▶ **REQUIREMENTS**: In the listing, begin at the line that contains "the white door" and continue through the end of the listing. Reproduce those lines, changing "planogram log" to "shelf audit" and leaving everything else as it is.

Pointing records
## start
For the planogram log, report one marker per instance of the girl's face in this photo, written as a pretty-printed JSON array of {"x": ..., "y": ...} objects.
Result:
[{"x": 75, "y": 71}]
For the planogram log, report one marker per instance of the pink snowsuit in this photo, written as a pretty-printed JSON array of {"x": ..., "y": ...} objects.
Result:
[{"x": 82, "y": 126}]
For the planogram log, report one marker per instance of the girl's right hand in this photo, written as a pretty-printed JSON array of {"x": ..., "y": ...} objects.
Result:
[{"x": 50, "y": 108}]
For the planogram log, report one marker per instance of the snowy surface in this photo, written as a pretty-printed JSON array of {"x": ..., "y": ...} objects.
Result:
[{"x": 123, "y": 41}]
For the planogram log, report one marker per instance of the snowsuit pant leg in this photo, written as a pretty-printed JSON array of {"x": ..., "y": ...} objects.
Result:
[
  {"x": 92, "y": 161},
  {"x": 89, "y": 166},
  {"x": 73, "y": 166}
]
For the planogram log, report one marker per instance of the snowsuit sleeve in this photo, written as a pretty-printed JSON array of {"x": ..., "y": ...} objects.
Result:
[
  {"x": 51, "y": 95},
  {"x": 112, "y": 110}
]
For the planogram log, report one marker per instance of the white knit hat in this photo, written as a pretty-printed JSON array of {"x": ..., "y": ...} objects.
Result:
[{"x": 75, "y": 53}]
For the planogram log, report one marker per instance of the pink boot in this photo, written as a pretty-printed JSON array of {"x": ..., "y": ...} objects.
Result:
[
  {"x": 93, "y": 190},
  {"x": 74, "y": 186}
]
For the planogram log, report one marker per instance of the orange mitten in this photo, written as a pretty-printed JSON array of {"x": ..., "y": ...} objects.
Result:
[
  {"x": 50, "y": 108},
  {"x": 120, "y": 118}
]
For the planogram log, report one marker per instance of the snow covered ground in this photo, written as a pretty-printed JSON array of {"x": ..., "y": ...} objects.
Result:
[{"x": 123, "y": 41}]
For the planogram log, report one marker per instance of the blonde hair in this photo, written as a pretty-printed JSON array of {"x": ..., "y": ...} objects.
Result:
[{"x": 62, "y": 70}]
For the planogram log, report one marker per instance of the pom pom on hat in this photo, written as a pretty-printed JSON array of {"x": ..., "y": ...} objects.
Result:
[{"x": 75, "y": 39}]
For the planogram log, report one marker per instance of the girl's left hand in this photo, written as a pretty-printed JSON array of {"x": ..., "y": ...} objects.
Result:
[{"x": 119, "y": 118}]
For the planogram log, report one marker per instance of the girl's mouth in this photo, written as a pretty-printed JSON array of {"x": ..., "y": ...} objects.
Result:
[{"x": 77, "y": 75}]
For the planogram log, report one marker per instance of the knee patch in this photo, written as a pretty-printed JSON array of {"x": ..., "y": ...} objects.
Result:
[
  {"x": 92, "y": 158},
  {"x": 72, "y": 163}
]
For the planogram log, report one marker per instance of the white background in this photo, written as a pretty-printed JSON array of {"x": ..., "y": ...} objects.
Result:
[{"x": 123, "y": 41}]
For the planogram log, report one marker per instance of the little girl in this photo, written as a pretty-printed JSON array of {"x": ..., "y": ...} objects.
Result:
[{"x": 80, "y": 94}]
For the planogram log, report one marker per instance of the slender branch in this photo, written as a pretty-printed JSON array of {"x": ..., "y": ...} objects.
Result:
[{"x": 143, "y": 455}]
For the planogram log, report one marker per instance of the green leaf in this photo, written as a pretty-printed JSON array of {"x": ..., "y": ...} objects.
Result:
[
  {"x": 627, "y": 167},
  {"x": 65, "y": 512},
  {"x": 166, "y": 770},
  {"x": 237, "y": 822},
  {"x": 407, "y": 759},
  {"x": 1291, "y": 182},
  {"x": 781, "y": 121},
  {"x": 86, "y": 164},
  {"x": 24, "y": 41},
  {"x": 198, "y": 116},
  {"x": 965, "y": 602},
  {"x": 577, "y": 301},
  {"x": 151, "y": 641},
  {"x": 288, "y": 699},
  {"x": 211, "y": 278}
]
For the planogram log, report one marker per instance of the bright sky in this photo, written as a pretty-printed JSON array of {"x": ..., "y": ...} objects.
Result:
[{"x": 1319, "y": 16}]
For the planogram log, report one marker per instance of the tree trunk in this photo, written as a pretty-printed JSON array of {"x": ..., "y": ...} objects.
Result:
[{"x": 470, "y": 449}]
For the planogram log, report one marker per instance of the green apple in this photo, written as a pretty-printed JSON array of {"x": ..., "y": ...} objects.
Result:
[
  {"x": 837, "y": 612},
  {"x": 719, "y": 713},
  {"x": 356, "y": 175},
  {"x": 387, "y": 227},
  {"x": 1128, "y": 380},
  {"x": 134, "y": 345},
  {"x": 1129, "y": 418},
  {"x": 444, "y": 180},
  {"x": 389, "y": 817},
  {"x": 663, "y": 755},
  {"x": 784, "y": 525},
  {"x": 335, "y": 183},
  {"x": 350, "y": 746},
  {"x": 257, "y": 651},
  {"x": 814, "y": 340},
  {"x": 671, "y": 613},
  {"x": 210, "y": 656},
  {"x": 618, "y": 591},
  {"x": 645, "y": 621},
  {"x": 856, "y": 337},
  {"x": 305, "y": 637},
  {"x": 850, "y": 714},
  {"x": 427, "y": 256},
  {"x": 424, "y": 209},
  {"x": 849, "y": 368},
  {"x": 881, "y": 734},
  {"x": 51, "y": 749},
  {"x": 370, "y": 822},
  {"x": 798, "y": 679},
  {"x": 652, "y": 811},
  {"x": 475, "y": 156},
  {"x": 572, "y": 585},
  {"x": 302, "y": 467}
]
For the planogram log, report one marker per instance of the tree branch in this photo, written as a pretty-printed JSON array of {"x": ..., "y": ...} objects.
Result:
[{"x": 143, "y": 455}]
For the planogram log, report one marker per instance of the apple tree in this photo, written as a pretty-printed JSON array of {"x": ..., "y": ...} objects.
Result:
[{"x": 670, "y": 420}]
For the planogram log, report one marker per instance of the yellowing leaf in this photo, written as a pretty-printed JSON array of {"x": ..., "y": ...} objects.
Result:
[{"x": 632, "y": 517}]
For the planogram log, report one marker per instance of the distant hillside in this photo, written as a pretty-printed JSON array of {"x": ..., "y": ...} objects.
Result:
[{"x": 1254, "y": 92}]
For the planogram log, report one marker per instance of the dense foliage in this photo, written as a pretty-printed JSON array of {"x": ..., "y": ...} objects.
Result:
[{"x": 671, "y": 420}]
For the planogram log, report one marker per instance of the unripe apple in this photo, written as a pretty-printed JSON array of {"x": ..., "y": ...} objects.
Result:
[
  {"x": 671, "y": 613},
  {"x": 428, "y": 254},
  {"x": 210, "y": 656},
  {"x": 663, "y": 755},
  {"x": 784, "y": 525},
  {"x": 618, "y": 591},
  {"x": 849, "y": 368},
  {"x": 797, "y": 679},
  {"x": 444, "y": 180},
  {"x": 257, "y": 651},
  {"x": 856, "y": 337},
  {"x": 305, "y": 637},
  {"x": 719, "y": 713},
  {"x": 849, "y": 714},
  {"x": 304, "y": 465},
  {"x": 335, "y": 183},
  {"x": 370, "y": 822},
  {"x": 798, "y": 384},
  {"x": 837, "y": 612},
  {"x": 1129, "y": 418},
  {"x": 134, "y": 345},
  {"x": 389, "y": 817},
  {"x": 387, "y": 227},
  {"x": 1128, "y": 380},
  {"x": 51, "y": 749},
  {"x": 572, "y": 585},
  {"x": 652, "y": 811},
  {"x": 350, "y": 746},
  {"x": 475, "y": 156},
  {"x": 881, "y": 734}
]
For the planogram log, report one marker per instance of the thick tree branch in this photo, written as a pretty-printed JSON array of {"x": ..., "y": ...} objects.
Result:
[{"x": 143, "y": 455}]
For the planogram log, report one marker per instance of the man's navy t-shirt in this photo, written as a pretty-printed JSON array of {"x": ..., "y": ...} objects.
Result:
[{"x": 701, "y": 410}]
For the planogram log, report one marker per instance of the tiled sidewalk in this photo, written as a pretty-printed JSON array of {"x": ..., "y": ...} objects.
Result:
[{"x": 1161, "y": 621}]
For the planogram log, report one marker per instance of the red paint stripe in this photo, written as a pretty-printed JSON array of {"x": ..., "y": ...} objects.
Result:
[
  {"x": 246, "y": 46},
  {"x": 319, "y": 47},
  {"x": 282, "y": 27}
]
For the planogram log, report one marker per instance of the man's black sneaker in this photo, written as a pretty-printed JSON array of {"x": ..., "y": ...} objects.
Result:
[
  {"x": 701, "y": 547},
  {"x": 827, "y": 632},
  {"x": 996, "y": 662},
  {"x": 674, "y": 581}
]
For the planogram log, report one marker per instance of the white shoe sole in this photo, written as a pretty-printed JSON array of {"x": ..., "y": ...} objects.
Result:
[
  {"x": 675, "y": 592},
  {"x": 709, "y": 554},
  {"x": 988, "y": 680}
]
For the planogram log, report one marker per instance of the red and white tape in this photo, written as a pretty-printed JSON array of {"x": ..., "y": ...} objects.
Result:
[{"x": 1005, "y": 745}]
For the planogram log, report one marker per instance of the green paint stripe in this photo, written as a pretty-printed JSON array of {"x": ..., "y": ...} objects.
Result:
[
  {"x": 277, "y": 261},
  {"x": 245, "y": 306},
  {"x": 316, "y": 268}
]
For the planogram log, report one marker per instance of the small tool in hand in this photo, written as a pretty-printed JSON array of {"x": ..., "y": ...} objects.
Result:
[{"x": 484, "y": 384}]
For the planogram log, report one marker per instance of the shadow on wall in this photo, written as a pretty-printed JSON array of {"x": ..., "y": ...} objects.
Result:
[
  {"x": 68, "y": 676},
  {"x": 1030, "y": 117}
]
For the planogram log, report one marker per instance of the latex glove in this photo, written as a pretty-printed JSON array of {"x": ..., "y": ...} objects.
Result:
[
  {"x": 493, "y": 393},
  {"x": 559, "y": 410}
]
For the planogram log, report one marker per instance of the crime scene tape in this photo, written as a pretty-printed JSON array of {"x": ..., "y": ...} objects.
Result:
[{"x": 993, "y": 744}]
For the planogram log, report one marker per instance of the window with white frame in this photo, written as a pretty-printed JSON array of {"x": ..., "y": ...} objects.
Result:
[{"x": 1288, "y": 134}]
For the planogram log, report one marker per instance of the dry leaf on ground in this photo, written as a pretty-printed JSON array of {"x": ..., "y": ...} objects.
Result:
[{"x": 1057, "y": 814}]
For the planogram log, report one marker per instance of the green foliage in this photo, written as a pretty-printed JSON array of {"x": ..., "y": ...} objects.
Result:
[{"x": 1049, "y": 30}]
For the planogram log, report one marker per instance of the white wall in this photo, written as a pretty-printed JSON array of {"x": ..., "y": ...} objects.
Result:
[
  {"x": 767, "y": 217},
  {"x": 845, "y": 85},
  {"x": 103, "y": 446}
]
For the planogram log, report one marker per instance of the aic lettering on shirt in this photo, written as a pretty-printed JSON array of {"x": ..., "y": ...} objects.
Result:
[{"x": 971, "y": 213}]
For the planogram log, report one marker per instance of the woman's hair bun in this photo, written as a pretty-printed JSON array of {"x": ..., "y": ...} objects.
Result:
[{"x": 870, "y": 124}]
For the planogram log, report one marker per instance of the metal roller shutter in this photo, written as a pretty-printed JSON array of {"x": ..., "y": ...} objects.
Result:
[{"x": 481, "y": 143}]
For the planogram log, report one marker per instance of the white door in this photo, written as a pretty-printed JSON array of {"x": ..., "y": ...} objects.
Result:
## end
▶ **WORKED ANSWER**:
For the shelf audit, report one marker per instance of the white door in this photo, written as a pretty-printed JSON array of {"x": ..., "y": ...} objects.
Result:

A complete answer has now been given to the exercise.